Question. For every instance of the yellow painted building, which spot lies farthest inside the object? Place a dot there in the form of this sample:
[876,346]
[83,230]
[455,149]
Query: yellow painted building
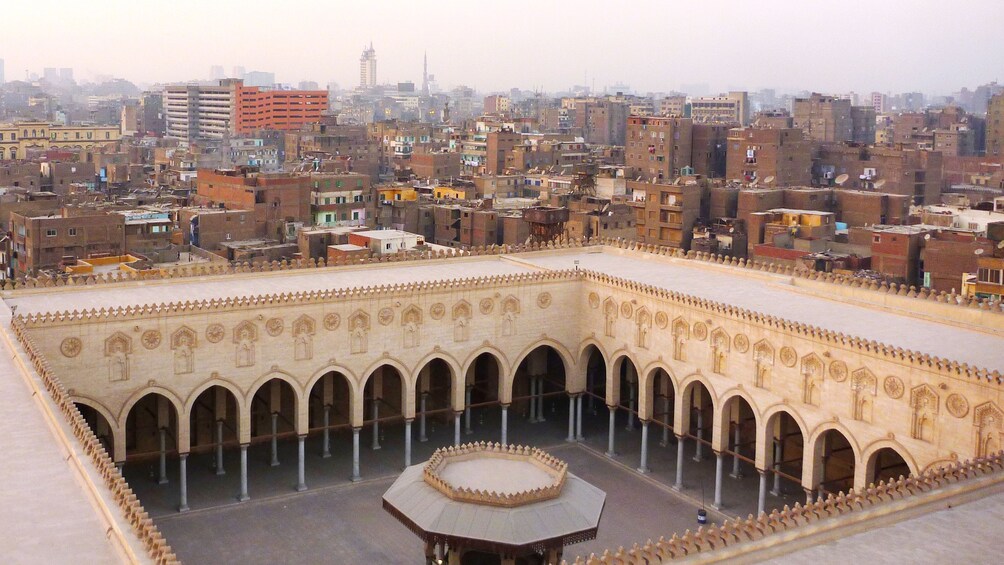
[398,194]
[16,139]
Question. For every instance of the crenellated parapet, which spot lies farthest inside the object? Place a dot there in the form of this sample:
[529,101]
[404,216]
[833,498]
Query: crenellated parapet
[737,538]
[143,525]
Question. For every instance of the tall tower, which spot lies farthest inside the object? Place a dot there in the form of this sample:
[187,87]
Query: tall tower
[425,74]
[367,67]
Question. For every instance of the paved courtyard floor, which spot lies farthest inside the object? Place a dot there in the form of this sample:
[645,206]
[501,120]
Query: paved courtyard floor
[340,522]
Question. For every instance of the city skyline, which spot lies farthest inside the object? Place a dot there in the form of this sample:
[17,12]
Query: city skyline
[748,47]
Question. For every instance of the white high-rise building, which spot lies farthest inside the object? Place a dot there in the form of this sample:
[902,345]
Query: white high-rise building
[367,67]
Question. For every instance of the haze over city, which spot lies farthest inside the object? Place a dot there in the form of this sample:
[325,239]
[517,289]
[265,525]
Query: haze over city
[511,283]
[854,45]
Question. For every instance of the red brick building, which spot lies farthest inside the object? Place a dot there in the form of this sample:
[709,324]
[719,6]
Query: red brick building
[277,109]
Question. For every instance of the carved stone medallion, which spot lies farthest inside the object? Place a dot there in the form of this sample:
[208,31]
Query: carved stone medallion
[788,356]
[437,311]
[274,326]
[486,305]
[838,371]
[626,309]
[331,321]
[893,385]
[741,342]
[385,316]
[151,338]
[957,405]
[662,319]
[71,346]
[544,299]
[215,333]
[700,331]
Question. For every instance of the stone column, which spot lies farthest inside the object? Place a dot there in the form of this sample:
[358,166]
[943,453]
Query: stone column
[275,440]
[679,485]
[422,417]
[505,425]
[300,471]
[325,451]
[699,450]
[631,406]
[408,443]
[243,497]
[578,418]
[163,479]
[183,482]
[666,419]
[761,501]
[719,464]
[735,457]
[776,468]
[355,455]
[467,409]
[533,399]
[571,418]
[609,439]
[375,414]
[219,448]
[644,468]
[540,399]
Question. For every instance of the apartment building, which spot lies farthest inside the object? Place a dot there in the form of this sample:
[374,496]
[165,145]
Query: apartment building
[194,111]
[772,157]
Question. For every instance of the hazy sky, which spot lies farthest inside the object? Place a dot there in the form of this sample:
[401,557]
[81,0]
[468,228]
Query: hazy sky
[825,45]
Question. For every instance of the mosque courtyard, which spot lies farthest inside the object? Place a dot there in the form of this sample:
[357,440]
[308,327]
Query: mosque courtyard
[338,521]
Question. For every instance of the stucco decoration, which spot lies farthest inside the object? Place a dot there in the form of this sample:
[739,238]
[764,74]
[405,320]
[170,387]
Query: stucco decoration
[741,342]
[358,332]
[117,349]
[215,333]
[411,323]
[957,404]
[544,299]
[700,331]
[662,319]
[183,342]
[893,385]
[274,326]
[303,329]
[788,356]
[925,402]
[151,338]
[245,334]
[838,370]
[462,314]
[681,333]
[71,346]
[763,355]
[437,311]
[864,386]
[385,316]
[331,321]
[486,306]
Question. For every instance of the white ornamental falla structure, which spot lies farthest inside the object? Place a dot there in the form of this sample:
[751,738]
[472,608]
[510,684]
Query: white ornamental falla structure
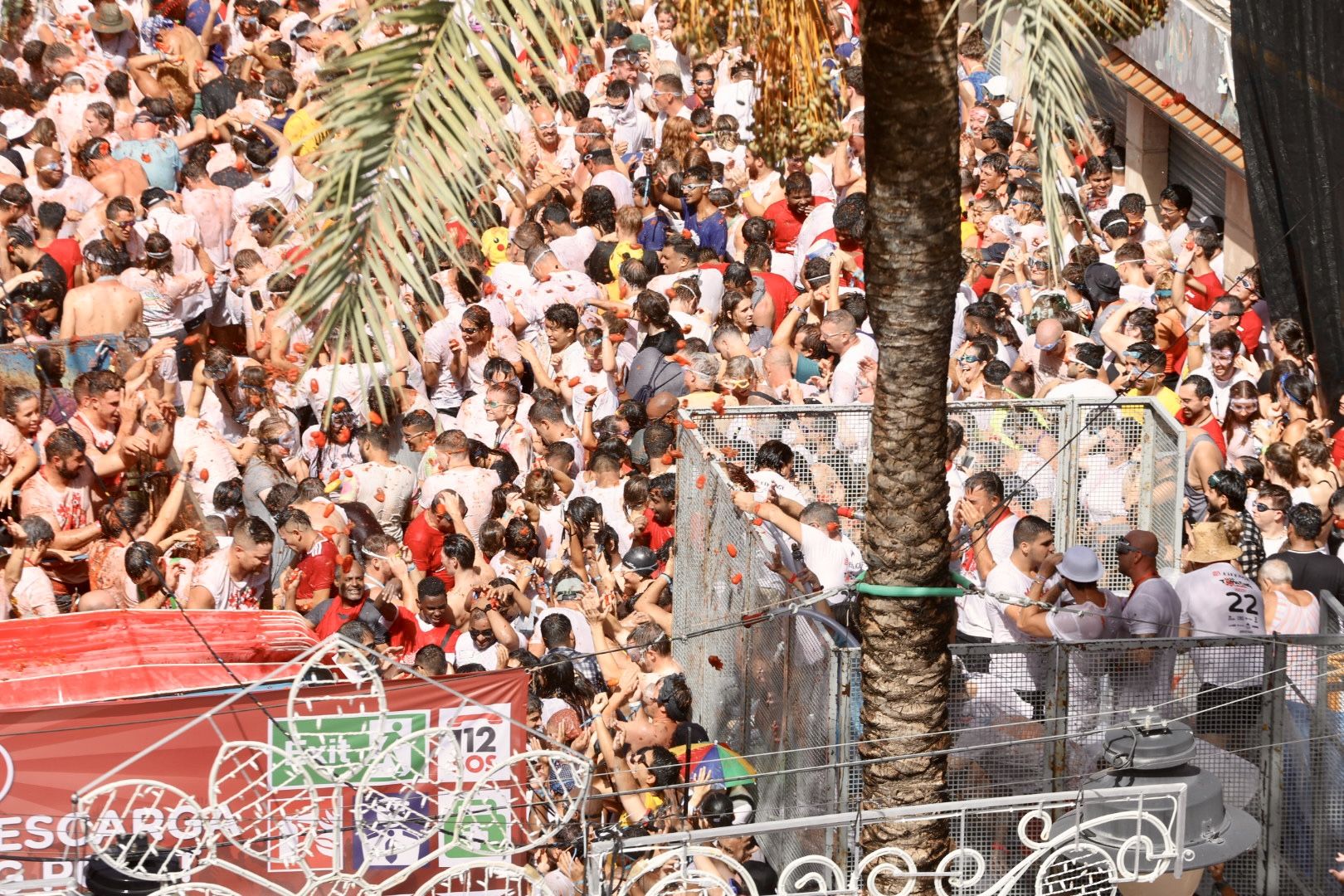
[262,798]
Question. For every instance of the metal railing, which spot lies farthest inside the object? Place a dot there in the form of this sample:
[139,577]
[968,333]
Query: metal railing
[1003,843]
[1266,711]
[785,691]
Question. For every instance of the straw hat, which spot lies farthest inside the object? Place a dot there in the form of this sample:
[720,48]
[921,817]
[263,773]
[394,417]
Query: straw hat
[1209,544]
[110,19]
[1081,564]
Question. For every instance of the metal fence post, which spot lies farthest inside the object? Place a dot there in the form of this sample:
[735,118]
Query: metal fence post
[1273,715]
[1057,716]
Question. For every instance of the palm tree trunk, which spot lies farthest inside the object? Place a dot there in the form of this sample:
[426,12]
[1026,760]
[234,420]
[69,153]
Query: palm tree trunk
[913,269]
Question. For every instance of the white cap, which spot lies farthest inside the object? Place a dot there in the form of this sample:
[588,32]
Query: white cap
[1006,225]
[997,86]
[17,123]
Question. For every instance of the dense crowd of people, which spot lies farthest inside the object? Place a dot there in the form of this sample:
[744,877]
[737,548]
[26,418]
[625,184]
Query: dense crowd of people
[498,489]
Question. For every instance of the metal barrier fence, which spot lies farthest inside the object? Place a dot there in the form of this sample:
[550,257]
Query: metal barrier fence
[1093,469]
[782,691]
[785,691]
[1014,844]
[1268,712]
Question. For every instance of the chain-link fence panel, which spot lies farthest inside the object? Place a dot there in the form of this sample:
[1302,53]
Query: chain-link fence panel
[1268,715]
[782,689]
[1094,470]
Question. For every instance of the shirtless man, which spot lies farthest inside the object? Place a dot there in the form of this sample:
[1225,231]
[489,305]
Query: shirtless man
[212,207]
[112,176]
[104,305]
[470,572]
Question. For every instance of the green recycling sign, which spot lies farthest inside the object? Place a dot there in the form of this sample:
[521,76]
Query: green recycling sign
[324,750]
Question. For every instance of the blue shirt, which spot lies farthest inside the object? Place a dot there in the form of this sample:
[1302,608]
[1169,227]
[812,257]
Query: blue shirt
[654,232]
[713,231]
[160,158]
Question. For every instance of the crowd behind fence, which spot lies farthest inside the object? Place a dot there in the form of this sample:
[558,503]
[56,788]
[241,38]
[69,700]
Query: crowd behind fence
[1027,718]
[1093,469]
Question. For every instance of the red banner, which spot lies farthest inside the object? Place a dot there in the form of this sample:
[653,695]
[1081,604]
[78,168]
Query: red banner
[329,744]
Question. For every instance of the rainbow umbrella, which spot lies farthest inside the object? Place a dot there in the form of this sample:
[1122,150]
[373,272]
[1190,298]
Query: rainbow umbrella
[723,763]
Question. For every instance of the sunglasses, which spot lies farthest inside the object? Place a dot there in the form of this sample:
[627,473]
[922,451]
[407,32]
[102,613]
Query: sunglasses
[1125,547]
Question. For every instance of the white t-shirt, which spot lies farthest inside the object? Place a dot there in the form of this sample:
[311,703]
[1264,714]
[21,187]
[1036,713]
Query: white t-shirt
[1220,601]
[34,596]
[437,338]
[835,562]
[975,610]
[845,379]
[1022,672]
[1152,610]
[212,575]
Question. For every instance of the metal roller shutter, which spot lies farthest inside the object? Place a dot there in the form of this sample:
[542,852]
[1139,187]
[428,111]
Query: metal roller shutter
[1192,164]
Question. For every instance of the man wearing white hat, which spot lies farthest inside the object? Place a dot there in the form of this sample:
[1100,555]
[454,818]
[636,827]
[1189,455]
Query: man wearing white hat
[17,125]
[1218,599]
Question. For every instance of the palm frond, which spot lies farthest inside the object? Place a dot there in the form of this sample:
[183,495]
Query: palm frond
[410,148]
[796,113]
[1054,35]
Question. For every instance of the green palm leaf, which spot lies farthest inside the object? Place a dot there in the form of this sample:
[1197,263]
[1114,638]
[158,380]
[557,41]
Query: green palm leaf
[1054,35]
[409,152]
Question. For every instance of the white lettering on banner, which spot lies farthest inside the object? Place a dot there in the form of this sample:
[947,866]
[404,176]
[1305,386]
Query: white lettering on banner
[39,832]
[483,739]
[11,828]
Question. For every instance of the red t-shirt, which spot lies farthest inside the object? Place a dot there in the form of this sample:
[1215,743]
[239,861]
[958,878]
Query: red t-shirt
[409,631]
[426,544]
[316,571]
[1250,331]
[66,253]
[1214,429]
[659,533]
[1213,285]
[786,223]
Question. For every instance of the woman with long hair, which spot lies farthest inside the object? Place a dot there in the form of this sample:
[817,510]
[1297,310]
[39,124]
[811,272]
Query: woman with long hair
[1288,344]
[1316,470]
[968,371]
[23,409]
[1239,423]
[1293,409]
[678,140]
[738,312]
[566,698]
[50,366]
[260,405]
[163,290]
[268,466]
[1281,469]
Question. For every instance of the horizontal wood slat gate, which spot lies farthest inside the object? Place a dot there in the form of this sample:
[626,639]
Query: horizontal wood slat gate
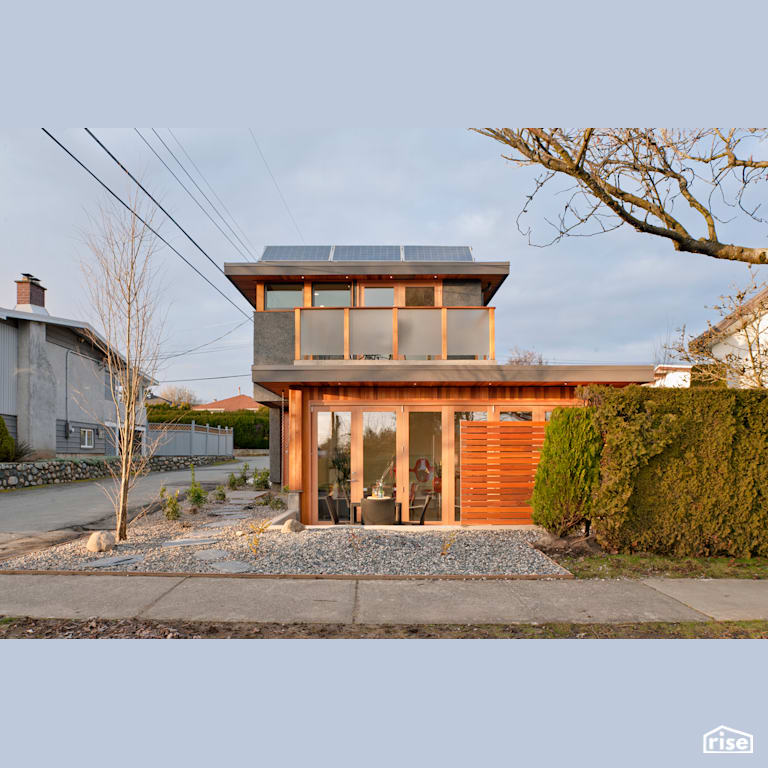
[498,467]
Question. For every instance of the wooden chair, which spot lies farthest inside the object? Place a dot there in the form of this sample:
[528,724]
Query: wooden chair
[422,515]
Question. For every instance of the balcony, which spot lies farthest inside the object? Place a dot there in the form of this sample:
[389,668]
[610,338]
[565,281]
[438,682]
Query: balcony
[398,333]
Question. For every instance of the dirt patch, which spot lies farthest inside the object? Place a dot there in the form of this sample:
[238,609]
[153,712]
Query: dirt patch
[15,628]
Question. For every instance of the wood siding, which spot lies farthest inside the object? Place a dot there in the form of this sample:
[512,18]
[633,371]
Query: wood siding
[498,468]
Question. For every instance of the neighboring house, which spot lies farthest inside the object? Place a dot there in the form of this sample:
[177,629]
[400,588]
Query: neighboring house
[54,387]
[740,341]
[237,403]
[375,361]
[673,376]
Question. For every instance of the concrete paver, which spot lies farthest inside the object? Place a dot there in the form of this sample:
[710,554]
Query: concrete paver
[281,600]
[403,602]
[722,599]
[80,597]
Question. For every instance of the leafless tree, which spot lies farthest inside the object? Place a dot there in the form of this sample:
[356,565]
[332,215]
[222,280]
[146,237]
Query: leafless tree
[518,356]
[735,349]
[178,395]
[677,184]
[121,280]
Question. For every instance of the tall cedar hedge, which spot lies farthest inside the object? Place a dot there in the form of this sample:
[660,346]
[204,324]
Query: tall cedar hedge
[568,471]
[682,471]
[251,428]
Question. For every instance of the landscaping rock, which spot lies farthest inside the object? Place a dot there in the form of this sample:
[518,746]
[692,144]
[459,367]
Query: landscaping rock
[292,526]
[100,541]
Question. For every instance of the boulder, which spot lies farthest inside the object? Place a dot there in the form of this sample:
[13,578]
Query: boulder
[100,541]
[292,526]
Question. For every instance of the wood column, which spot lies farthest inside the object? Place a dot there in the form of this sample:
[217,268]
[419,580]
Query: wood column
[295,441]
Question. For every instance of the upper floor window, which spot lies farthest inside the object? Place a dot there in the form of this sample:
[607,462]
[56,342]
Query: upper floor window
[419,295]
[331,295]
[379,297]
[283,296]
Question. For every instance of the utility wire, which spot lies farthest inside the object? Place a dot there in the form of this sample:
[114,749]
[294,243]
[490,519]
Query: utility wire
[277,186]
[197,202]
[216,210]
[205,378]
[213,192]
[146,224]
[156,202]
[207,343]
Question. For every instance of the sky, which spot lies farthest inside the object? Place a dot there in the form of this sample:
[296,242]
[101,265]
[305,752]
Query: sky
[612,298]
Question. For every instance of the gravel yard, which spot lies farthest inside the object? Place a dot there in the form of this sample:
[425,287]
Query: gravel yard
[219,539]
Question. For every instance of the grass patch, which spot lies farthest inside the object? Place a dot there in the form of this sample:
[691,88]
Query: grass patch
[144,629]
[640,566]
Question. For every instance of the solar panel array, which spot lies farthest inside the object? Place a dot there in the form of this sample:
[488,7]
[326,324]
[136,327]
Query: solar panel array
[367,253]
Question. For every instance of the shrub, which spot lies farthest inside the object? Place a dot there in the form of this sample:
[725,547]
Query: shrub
[196,496]
[170,505]
[250,428]
[261,479]
[568,471]
[7,444]
[683,472]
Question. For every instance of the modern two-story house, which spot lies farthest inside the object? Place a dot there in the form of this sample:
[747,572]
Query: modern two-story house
[379,366]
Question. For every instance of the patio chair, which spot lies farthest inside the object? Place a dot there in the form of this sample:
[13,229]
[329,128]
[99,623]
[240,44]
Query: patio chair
[423,513]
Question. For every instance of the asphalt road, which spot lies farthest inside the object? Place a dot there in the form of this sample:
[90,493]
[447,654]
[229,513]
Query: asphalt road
[31,518]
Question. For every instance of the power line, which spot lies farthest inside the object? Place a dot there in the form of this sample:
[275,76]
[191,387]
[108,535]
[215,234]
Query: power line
[206,378]
[196,201]
[155,201]
[213,192]
[146,224]
[277,186]
[189,176]
[207,343]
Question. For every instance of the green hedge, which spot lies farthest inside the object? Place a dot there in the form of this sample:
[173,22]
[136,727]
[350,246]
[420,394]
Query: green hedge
[682,471]
[251,428]
[568,471]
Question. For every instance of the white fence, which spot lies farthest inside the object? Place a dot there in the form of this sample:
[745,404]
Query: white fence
[190,440]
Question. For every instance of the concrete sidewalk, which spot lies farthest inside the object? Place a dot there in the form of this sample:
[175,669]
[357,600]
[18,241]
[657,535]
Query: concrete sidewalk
[379,601]
[34,518]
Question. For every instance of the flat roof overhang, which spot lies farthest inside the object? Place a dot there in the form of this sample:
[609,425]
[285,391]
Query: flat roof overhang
[245,275]
[446,373]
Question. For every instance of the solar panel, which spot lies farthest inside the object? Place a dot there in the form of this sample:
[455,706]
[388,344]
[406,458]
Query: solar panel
[296,253]
[366,253]
[438,253]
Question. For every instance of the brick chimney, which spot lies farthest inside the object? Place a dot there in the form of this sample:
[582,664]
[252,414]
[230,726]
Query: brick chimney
[30,295]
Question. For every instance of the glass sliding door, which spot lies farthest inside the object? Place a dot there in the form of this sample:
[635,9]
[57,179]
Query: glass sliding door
[458,417]
[334,446]
[379,440]
[425,465]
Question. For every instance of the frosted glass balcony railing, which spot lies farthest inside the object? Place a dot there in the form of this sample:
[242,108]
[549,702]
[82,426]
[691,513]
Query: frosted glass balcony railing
[398,333]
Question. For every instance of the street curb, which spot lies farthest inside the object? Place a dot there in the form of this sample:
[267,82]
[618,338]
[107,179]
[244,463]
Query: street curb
[319,576]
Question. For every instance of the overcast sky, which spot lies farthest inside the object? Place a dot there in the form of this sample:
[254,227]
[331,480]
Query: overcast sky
[612,298]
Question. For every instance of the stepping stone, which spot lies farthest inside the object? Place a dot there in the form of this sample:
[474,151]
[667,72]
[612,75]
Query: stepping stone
[232,566]
[211,554]
[106,562]
[188,542]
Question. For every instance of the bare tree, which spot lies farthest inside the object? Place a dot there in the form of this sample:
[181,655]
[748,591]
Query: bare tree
[518,356]
[122,284]
[178,395]
[734,350]
[676,184]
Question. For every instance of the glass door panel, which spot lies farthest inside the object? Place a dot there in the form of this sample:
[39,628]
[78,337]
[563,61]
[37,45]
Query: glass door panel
[334,443]
[379,452]
[425,468]
[458,417]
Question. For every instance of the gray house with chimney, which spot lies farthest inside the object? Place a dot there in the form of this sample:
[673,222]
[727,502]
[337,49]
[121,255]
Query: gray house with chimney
[54,385]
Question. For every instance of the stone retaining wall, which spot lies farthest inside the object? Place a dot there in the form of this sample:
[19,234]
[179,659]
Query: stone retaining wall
[53,472]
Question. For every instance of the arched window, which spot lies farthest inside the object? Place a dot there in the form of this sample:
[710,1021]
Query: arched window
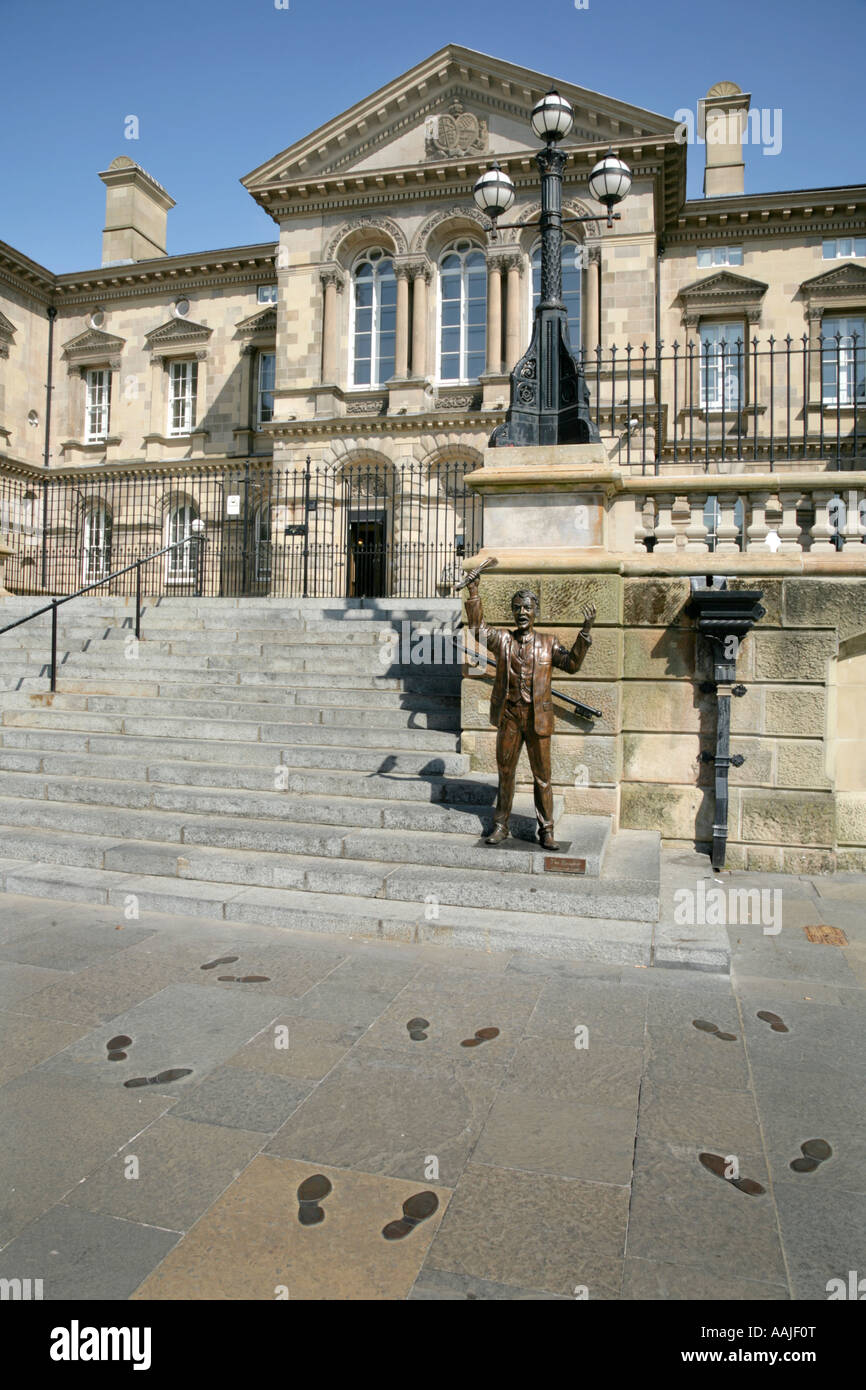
[180,563]
[462,312]
[572,257]
[96,544]
[374,328]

══════════

_WHAT IS BEING ASKED:_ Give the lines exactly, from the first line of the entries to the line with "Question. For every instance of the paved", both ends included. Skip the pictures.

_PROBLEM SOLUTION:_
Question. For every instance of the yellow painted building, which spot lies farthest inside the object? Place a dot there in the form of this sample:
[876,346]
[83,230]
[455,149]
Query: yellow painted building
[398,194]
[16,139]
Question. For every instance of the crenellated parapet, which spot lies farthest inside the object? Place a dot there in the form of this sample:
[529,101]
[404,216]
[833,498]
Query: crenellated parapet
[737,538]
[143,525]
Question. For every instance of the tall tower, which spot lies farthest inside the object? Place a dot there in the form of this sample:
[187,87]
Query: tall tower
[425,74]
[367,67]
Question. For every instance of the paved courtyard floor, which spot lies farthest inside the object? Place a dot there in the form of this sample:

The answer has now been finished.